Extracted records below:

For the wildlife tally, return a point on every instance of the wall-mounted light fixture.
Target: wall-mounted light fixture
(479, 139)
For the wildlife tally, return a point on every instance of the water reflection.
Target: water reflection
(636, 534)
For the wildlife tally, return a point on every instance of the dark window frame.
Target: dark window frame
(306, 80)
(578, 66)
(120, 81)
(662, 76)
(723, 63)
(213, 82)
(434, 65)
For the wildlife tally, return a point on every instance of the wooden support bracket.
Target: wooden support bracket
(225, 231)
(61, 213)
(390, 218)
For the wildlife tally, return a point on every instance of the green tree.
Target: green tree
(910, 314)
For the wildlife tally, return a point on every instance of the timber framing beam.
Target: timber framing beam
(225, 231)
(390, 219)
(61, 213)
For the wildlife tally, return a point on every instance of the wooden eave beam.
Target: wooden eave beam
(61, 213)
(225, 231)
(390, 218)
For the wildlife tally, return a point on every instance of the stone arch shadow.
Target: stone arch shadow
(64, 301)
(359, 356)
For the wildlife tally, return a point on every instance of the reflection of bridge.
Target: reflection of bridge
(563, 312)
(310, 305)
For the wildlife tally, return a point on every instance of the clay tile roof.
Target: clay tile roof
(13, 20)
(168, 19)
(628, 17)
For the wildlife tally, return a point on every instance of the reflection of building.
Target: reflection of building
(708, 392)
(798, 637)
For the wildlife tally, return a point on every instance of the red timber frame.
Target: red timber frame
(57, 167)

End of Extracted records.
Extracted records below:

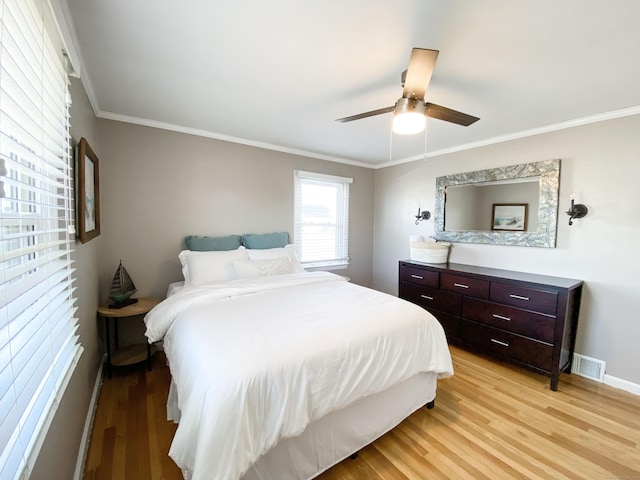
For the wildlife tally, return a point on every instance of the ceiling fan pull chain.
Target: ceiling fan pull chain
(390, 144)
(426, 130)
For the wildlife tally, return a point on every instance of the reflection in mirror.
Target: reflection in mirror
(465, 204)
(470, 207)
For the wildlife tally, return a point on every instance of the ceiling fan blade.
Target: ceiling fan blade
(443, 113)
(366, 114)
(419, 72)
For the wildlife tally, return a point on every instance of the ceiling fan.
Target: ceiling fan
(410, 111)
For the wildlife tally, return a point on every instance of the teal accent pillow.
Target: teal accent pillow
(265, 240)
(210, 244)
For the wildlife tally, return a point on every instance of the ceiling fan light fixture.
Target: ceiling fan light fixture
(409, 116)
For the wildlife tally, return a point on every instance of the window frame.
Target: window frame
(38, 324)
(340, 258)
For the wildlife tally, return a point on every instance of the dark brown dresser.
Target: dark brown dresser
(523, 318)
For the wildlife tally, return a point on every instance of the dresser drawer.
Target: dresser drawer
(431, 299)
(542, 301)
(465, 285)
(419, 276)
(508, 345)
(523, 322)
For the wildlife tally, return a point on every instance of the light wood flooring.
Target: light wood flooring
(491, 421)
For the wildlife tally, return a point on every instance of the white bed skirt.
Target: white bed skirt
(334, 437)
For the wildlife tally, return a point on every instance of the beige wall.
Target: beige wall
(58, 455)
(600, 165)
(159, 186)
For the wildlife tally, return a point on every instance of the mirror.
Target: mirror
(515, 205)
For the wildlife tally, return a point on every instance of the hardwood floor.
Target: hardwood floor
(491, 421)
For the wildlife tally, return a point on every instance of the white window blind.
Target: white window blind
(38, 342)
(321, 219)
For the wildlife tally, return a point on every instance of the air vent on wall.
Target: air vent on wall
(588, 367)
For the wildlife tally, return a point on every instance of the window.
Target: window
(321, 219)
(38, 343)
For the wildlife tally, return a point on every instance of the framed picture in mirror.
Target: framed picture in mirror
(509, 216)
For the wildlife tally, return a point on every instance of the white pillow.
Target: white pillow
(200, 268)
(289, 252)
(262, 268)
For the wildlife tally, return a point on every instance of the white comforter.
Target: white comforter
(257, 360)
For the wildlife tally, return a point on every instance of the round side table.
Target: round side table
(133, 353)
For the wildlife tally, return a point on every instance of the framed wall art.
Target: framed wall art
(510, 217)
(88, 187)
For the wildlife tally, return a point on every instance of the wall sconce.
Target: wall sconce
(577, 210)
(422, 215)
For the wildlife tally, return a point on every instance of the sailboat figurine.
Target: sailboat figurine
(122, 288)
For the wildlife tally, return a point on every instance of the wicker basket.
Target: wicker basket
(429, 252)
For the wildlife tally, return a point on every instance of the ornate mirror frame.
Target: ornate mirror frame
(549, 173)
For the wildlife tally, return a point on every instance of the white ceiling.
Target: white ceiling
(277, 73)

End of Extracted records.

Within the data above, the span starting at the line containing "Target: dark window frame" and ending at the line containing "timber framing beam." is to be retyped exactly, with no other lines.

Response for this exercise:
Target: dark window frame
(306, 80)
(578, 66)
(120, 81)
(662, 76)
(723, 63)
(213, 82)
(434, 65)
For the wildlife tally, return a point on every instance of the wooden support bracket.
Target: wooden support bracket
(225, 231)
(61, 213)
(390, 218)
For the wildlife tally, return a point on every instance of the green tree.
Target: green tree
(910, 314)
For the wildlife tally, return a point on every instance of the timber framing beam.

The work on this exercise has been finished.